[A run of records]
>>>

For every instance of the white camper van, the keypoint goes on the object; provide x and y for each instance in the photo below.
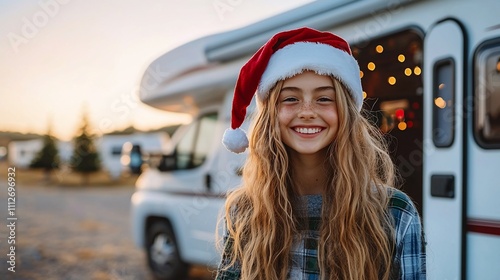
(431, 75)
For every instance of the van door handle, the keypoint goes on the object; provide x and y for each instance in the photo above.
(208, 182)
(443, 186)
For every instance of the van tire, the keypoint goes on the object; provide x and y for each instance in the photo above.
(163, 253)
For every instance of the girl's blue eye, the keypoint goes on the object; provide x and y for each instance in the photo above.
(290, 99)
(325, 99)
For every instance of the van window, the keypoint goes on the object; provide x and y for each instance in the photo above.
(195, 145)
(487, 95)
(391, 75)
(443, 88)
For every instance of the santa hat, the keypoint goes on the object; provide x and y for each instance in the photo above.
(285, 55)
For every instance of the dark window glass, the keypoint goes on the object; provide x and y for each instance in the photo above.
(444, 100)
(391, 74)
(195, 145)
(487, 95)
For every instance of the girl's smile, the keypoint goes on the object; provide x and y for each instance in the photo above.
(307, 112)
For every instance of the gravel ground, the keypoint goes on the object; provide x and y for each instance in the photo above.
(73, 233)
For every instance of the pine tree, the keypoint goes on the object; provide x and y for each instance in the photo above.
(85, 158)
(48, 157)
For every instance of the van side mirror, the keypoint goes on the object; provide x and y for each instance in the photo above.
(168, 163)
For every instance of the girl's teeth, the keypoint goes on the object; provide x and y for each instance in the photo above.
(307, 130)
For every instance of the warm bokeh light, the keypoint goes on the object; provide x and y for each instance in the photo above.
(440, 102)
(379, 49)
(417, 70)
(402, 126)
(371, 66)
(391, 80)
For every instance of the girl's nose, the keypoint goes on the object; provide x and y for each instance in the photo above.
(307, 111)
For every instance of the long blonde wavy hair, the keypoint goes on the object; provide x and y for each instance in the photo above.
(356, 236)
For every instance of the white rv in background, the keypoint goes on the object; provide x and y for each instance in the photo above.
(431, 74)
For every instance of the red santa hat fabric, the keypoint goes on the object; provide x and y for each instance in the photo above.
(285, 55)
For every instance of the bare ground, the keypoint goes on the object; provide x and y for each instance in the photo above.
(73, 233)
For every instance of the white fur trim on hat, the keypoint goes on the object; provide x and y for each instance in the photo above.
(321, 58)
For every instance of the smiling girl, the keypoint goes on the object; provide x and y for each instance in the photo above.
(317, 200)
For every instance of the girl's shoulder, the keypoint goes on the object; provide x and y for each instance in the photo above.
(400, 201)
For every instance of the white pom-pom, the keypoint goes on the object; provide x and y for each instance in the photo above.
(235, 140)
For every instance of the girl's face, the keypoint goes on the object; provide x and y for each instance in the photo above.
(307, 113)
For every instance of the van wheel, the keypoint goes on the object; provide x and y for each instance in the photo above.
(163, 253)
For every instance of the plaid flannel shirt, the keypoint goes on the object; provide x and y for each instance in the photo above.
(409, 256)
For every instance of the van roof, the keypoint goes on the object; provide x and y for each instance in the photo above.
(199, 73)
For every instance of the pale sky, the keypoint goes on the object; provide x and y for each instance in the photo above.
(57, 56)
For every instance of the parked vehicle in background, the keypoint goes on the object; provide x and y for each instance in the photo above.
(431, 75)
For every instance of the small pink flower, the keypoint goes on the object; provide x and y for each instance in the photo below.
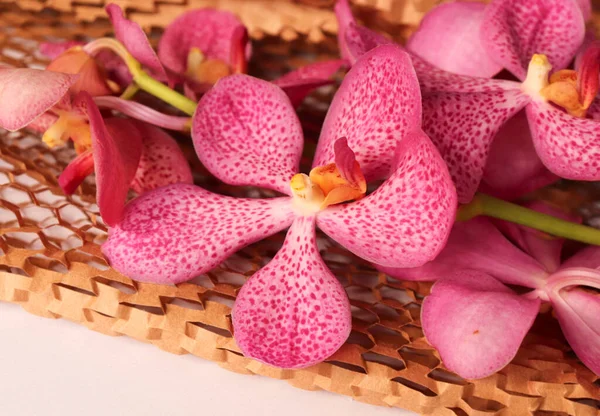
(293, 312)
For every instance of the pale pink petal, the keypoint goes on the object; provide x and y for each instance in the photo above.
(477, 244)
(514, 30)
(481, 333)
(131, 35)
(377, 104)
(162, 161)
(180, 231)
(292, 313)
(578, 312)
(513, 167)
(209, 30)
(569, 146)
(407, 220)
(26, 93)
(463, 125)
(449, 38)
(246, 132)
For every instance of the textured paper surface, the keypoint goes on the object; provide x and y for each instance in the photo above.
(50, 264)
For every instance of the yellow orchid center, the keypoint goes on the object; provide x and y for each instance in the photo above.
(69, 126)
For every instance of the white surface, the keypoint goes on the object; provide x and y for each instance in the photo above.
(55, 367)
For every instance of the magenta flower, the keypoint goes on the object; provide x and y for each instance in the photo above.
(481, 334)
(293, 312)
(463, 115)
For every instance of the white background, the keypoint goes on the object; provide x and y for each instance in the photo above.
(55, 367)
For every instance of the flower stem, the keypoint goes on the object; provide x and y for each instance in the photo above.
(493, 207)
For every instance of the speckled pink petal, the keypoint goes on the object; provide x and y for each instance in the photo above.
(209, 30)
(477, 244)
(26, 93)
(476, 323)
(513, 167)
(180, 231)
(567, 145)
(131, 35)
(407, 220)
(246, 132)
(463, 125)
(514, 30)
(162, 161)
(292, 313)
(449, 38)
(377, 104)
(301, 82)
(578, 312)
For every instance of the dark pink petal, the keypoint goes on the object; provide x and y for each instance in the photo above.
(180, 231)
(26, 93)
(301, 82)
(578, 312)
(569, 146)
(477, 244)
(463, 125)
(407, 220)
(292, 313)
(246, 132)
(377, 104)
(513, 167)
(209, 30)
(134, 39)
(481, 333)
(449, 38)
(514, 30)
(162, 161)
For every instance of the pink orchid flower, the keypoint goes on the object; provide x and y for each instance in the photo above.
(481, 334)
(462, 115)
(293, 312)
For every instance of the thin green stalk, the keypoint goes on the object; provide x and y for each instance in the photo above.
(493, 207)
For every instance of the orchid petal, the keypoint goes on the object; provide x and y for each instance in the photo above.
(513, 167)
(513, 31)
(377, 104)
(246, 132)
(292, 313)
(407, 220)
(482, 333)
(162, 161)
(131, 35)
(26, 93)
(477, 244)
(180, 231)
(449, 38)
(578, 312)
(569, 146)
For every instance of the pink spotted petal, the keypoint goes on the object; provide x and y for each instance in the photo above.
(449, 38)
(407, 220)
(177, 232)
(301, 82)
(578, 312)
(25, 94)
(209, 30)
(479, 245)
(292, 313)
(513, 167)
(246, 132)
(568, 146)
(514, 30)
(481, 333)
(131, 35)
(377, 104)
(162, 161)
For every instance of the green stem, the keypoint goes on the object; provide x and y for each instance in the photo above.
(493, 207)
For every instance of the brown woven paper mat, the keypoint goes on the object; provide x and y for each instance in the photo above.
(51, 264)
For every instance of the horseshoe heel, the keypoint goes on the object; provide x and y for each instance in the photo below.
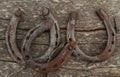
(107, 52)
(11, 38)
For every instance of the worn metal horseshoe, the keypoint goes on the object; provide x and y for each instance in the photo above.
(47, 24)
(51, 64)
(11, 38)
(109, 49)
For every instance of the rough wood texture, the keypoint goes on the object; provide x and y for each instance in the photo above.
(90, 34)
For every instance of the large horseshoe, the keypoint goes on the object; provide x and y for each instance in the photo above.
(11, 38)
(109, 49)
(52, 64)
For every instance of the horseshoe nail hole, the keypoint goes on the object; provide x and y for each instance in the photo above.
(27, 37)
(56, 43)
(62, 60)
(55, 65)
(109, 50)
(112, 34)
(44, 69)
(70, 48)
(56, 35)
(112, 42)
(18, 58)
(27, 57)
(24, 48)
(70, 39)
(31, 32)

<<<
>>>

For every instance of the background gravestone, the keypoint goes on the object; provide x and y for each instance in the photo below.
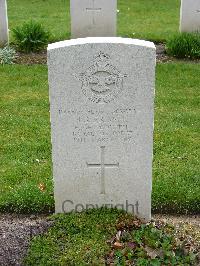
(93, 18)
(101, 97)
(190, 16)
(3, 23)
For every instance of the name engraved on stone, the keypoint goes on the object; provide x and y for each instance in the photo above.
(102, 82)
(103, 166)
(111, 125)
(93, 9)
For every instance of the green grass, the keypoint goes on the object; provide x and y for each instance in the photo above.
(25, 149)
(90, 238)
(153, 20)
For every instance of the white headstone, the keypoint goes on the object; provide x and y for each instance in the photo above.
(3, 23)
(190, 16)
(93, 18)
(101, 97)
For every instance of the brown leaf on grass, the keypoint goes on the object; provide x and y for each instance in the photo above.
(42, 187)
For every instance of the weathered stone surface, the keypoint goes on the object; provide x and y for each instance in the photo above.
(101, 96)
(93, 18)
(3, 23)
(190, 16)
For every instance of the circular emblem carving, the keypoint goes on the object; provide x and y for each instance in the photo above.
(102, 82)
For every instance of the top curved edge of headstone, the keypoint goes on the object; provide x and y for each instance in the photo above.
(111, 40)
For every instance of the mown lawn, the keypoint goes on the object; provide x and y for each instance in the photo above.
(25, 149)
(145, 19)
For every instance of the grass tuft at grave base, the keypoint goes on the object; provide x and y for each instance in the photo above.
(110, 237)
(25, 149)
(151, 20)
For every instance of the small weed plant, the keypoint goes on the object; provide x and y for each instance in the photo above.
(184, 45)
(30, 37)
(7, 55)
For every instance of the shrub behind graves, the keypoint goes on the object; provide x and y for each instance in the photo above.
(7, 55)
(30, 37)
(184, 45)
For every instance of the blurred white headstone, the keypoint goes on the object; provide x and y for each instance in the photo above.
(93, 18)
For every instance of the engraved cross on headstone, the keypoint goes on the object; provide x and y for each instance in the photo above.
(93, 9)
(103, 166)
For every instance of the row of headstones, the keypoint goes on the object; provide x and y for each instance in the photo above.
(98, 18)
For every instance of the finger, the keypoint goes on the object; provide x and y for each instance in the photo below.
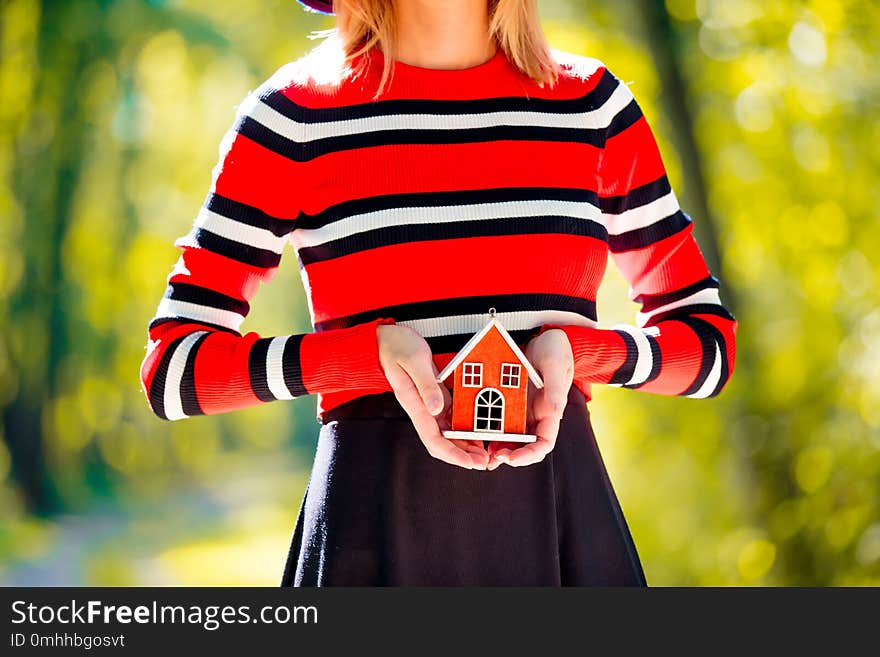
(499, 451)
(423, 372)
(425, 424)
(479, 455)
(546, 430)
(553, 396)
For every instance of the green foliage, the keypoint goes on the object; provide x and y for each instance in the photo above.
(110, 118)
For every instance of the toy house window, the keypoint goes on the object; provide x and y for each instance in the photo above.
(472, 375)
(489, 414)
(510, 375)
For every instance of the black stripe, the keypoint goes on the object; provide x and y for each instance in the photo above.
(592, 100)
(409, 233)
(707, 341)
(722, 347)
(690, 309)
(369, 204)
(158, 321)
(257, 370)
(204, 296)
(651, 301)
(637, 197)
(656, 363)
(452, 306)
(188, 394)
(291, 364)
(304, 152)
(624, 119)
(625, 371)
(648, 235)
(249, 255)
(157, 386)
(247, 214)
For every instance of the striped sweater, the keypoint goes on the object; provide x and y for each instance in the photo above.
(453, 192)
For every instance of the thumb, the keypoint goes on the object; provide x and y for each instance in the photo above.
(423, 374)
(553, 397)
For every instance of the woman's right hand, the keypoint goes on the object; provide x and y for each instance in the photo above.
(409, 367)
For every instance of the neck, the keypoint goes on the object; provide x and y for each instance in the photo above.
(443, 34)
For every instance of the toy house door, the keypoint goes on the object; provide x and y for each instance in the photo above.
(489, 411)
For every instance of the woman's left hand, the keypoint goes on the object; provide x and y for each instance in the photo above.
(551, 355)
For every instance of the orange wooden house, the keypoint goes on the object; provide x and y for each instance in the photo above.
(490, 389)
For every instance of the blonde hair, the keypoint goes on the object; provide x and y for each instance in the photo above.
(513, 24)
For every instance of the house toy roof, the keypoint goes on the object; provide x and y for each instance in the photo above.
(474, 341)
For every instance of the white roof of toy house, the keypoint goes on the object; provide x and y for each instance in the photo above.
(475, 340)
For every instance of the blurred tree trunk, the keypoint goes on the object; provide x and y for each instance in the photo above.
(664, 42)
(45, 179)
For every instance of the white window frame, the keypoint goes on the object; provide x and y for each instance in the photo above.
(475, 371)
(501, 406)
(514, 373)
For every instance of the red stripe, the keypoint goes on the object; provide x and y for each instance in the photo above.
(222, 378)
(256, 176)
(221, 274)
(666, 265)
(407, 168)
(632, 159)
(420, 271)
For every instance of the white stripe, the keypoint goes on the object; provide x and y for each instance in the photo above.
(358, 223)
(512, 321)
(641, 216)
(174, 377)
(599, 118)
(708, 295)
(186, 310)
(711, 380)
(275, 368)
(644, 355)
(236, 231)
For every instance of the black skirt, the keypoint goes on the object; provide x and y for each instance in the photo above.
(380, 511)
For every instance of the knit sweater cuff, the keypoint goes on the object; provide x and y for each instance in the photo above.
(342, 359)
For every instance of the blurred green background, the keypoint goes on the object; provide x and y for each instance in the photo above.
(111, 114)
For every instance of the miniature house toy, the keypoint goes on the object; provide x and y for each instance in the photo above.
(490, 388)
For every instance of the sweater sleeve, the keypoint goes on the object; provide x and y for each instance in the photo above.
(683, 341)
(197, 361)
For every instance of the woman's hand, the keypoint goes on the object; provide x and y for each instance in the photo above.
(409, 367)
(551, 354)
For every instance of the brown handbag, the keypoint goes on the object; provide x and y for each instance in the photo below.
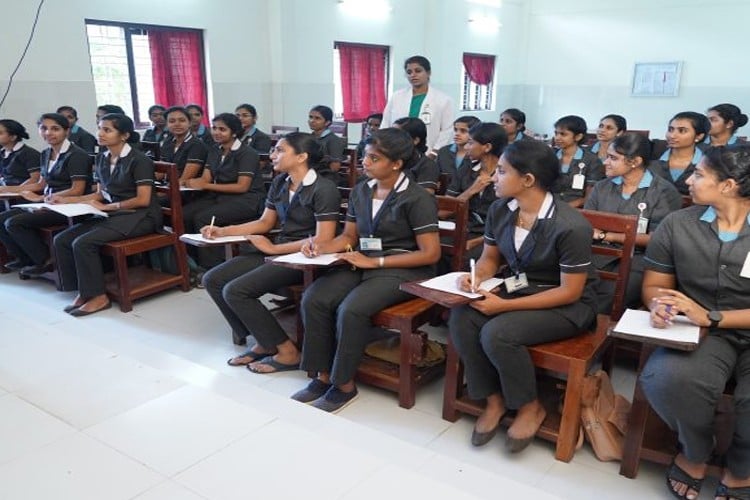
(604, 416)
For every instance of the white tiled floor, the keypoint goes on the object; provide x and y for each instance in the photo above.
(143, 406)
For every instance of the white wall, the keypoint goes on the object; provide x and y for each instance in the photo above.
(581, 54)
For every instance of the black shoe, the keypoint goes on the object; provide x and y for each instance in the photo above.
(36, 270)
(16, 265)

<<<

__Short task__. Gather every line of the records above that contains the word "brown", and copy each one. Case counts, so only lines with that exact capitalization qualify.

__Task solution__.
For every instance of the brown woven paper mat, the keypoint goes on the object; provide x and y for each instance in the photo above.
For every instance of the brown leaf on grass, the keypoint goes on the object; provide x and y for each instance in the photo above.
For every instance of the brown handbag, the keypoint goes on the object; provide x and y for each instance in the photo below.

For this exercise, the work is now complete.